[Saved data entries]

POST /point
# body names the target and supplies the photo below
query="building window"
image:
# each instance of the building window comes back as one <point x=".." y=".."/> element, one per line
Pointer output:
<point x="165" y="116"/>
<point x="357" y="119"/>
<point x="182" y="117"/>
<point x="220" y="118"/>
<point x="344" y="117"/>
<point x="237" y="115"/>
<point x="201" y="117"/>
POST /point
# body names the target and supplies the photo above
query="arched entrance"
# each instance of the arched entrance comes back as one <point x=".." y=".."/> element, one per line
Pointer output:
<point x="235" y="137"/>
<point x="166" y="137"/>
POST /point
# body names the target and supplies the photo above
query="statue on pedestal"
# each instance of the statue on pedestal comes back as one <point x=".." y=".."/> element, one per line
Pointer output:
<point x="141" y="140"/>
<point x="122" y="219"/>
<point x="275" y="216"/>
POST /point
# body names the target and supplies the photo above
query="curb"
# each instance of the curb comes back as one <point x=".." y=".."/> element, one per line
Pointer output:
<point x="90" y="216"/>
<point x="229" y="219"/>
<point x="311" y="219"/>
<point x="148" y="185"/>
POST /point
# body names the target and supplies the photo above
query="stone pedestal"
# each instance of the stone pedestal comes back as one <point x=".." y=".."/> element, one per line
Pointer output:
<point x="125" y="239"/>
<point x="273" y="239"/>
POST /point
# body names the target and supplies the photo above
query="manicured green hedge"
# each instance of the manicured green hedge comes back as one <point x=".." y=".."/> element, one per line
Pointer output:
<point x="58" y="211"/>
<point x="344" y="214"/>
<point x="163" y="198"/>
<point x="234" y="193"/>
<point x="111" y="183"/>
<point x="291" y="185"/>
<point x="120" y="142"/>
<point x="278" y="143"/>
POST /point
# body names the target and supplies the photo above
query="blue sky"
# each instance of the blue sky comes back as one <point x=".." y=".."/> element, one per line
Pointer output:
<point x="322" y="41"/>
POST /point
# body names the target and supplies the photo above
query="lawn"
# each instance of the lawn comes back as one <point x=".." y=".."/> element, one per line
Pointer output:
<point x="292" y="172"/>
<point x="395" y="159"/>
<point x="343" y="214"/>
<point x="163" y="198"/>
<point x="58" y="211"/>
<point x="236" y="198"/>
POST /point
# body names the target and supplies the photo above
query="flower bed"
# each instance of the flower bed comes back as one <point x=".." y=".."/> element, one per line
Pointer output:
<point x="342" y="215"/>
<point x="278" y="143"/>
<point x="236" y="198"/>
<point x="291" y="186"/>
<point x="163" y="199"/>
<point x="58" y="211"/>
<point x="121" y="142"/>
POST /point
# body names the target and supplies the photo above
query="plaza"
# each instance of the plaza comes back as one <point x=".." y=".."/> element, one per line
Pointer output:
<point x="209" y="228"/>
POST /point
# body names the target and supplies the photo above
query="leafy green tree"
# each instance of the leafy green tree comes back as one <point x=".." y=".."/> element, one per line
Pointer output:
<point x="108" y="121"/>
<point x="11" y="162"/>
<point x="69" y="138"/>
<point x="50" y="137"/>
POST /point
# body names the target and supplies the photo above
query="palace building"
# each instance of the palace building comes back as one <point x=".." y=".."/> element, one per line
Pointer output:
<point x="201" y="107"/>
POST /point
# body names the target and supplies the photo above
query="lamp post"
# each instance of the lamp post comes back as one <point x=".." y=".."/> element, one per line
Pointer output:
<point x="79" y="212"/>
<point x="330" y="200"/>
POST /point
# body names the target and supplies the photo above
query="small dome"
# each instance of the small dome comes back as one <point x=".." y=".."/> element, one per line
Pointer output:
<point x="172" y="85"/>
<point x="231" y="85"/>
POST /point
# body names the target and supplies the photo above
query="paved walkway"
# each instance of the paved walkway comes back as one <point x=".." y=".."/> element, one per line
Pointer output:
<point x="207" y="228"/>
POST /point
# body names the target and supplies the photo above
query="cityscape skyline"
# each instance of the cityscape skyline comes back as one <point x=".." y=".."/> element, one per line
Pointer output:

_EXERCISE PROMPT:_
Give back exactly the lines above starting at the line where "# each instance of the building" appears and ending at the line where "# each instance of the curb" appears, both included, with no other lines.

_EXERCISE OUTPUT:_
# each instance of the building window comes back as one <point x=".." y=".."/> element, one per line
Pointer output:
<point x="165" y="116"/>
<point x="357" y="119"/>
<point x="182" y="117"/>
<point x="220" y="118"/>
<point x="344" y="117"/>
<point x="237" y="115"/>
<point x="201" y="117"/>
POST /point
# body names the target and supplies the photo above
query="arched entrance"
# each instance of the arched entrance comes back as one <point x=".." y=".."/> element, one per line
Pointer output:
<point x="235" y="137"/>
<point x="166" y="137"/>
POST /point
# body names the target and supplies the photo above
query="statue on pedestal"
# each instance of the statue on pedestal comes back as one <point x=".." y=".."/> element, one per line
Pointer output:
<point x="141" y="140"/>
<point x="122" y="219"/>
<point x="275" y="216"/>
POST /point
# body names the target and supplies the photo above
query="curb"
# each instance of the curb comes back as one <point x=".." y=".."/> element, one per line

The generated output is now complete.